* [STORED DATA]:
◇ ◇ ◇ ◇
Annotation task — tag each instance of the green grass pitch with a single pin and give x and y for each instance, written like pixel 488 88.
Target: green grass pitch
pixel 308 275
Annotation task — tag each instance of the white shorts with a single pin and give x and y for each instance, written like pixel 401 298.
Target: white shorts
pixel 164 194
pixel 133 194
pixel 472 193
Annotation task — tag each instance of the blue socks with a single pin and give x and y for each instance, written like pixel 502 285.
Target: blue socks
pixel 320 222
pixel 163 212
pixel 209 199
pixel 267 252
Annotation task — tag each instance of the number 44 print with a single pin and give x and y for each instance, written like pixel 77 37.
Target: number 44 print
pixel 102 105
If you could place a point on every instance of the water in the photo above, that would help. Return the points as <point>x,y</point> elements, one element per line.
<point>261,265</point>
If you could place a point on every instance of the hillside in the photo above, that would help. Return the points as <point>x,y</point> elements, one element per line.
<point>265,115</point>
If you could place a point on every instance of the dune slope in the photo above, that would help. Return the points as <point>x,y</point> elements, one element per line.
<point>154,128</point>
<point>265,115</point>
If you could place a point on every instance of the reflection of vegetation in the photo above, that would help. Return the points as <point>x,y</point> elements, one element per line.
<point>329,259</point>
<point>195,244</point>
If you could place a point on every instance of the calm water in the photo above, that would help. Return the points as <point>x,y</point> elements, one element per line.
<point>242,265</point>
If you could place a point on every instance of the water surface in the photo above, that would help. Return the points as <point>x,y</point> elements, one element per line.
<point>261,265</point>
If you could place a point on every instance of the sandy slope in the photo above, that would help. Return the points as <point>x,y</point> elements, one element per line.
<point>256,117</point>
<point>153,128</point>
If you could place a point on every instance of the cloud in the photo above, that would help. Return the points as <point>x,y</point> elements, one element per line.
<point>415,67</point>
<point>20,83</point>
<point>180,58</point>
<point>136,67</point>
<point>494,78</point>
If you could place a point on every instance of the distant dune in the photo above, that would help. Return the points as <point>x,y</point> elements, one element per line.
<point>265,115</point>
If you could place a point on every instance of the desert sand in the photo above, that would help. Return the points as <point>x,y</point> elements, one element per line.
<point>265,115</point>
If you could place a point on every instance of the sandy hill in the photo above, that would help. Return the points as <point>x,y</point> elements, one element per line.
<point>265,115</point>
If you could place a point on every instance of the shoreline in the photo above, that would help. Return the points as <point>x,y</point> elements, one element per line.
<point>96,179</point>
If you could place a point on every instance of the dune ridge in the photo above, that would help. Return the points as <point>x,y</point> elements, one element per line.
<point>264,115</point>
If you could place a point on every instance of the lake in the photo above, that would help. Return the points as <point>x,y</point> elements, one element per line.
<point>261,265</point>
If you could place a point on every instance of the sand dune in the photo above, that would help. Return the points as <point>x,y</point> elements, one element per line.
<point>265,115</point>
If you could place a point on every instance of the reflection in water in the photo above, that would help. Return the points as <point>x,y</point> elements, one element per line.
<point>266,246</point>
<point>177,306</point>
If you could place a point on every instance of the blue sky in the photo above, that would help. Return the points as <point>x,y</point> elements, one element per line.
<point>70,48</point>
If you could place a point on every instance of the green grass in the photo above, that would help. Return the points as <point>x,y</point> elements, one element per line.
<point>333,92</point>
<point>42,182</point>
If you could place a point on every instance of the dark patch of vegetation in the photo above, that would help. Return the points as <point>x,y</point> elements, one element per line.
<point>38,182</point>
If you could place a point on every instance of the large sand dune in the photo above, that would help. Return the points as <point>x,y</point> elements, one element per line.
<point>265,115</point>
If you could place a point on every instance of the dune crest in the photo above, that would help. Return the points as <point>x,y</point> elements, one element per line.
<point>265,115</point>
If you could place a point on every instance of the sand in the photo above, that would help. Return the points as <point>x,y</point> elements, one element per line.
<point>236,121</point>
◇ ◇ ◇ ◇
* [DESCRIPTION OF THE TASK]: Convert all of the material above into a two-column CSV with the header row request,answer, one row per request. Put each request's full text in the request column and its answer in the answer column, wrapping each field in double quotes and replacing any line breaks with spaces.

* [ANSWER TO THE PROBLEM]:
request,answer
"Annotation task — tag each instance of the green grass pitch with a single pin and give x and y for each instance, written like pixel 488 88. Target: green grass pitch","pixel 308 275"
"Annotation task — tag each instance of the white shorts with a single pin and give x and y for each instance, written like pixel 401 298. Target: white shorts","pixel 164 194 pixel 133 194 pixel 472 193"
"Annotation task — tag each instance of the blue socks with a single pin and give x and y for each instance, written like pixel 502 285. Target: blue socks","pixel 320 222 pixel 163 212 pixel 209 199 pixel 267 252"
"Annotation task — tag each instance of the number 44 print with a single pin and give x and y for each instance, written like pixel 77 37. Target: number 44 print","pixel 102 105"
"If you could place a point on every instance of the water in the photo above, that would help. Return the points as <point>x,y</point> elements, one element per line.","<point>261,265</point>"
"If you could place a point on every instance of the hillside in the photo above, that would help. Return the points as <point>x,y</point> elements, one element per line.","<point>265,115</point>"
"If you could place a point on every instance of the dune slope in the photo above, that would help. Return the points as <point>x,y</point> elements, one element per line.","<point>154,128</point> <point>265,115</point>"
"If you could place a point on every instance of the reflection of vegetation in the photo above, that would help. Return the points as <point>x,y</point> elements, one element per line.","<point>329,259</point> <point>195,244</point>"
"If you could place a point on every instance of the calm water in the photo above, that would help. Return the points as <point>x,y</point> elements, one element per line.","<point>242,265</point>"
"If you could place a point on every instance of the water surface in the photo above, that would help. Return the points as <point>x,y</point> elements, one element per line.","<point>261,265</point>"
"If you could place a point on every instance of the sandy slope in the photo above, that would help. Return the points as <point>x,y</point> elements, one element per line.","<point>256,117</point> <point>153,128</point>"
"If you could place a point on every instance of the cloud in the photo above, that would help. Return the points as <point>x,y</point> elements, one element per line.","<point>415,67</point> <point>20,83</point> <point>180,58</point> <point>136,67</point> <point>494,78</point>"
"If you could place a point on every instance of the distant dune in the photo above, that would help. Return the points as <point>x,y</point> elements, one element per line.","<point>265,115</point>"
"If you could place a point on every instance of the desert sand in the photo above, that would help. Return the points as <point>x,y</point> elements, one element per line.","<point>265,115</point>"
"If you could place a point on every instance of the sandy hill in the photo above, that would help. Return the points as <point>x,y</point> elements, one element per line.","<point>265,115</point>"
"If you could place a point on every instance of the shoreline in the photo above, that would help. Return the points as <point>x,y</point> elements, one element per line.","<point>96,179</point>"
"If you could place a point on every instance of the dune ridge in the photo above, that would help. Return the points as <point>x,y</point> elements, one element per line.","<point>264,115</point>"
"If you could place a point on every instance of the lake in the photo above, that would help. Return the points as <point>x,y</point> elements, one element per line.","<point>261,265</point>"
"If you could place a point on every instance of the sand dune in the photo above, that would help. Return the points as <point>x,y</point> elements, one element per line.","<point>265,115</point>"
"If you could place a point on every instance of the reflection in water in the photo above, that would help. Return the points as <point>x,y</point> elements, one element per line.","<point>266,246</point> <point>177,306</point>"
"If you could place a point on every instance of the blue sky in the photo above, that would help. Return the points as <point>x,y</point> elements, one element per line.","<point>70,48</point>"
"If you could place a point on every instance of the green grass in the photo above, that would help. Return the points as <point>x,y</point> elements, one element per line.","<point>333,92</point> <point>42,182</point>"
"If you could place a point on every instance of the dark patch of vegetation in the photo above, that would help. Return the points as <point>x,y</point> elements, one element per line.","<point>38,182</point>"
"If you could place a point on every instance of the large sand dune in the photo above, that would help. Return the points as <point>x,y</point> elements, one element per line.","<point>265,115</point>"
"If you could place a point on every instance of the dune crest in the photo above, that would help. Return the points as <point>x,y</point> elements, one element per line.","<point>265,115</point>"
"If you could place a point on every instance of the sand in the photo above, that would help. Return the points as <point>x,y</point> elements, one element per line.","<point>236,121</point>"